═══ Task inputs
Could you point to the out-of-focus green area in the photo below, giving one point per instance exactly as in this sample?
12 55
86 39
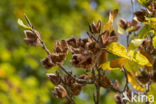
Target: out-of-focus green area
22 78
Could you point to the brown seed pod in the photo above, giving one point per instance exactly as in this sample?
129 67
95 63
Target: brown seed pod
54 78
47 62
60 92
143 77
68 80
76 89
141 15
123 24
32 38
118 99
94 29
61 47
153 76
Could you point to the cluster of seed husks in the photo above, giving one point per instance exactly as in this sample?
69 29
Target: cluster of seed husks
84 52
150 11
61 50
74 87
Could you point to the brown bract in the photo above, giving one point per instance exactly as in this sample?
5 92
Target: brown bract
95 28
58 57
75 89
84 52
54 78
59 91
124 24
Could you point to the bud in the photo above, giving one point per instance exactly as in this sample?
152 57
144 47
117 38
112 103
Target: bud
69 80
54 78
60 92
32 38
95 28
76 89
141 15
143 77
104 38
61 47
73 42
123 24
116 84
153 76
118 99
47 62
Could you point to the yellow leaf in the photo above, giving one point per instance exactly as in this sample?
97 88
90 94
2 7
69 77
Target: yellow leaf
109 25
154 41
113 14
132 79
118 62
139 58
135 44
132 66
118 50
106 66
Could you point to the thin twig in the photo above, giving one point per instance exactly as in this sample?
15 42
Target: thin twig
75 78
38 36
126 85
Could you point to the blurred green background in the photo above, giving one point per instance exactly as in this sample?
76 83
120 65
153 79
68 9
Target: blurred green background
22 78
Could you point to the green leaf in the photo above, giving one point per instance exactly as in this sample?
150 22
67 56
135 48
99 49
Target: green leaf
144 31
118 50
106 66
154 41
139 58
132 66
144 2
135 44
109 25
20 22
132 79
══════
═══ Task inputs
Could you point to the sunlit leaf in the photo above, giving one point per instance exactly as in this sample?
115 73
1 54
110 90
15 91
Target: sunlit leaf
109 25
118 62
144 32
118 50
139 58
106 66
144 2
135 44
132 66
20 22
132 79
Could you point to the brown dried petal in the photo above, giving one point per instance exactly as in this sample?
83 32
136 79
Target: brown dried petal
══════
═══ Task inputs
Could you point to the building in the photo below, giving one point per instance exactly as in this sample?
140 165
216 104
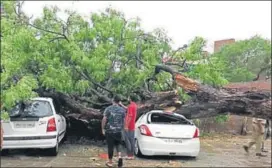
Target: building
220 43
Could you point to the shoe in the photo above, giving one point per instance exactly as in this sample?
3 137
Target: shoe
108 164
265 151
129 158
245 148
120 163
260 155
══════
Direction -
Retype the rows from the line with "Could you point to the sunlit" to the line with "Target: brown dried petal", keeping every character the same.

Exercise solution -
Could you point to the sunlit leaf in the photo above, giving one point per instance exactly as in this sample?
115 73
1 54
110 90
15 91
Target: sunlit leaf
109 25
118 62
144 32
118 50
139 58
106 66
144 2
135 44
132 66
20 22
132 79
Could you point to the brown dried petal in the photo above, giving one point per instance exactly as in this sample?
83 32
136 79
Target: brown dried petal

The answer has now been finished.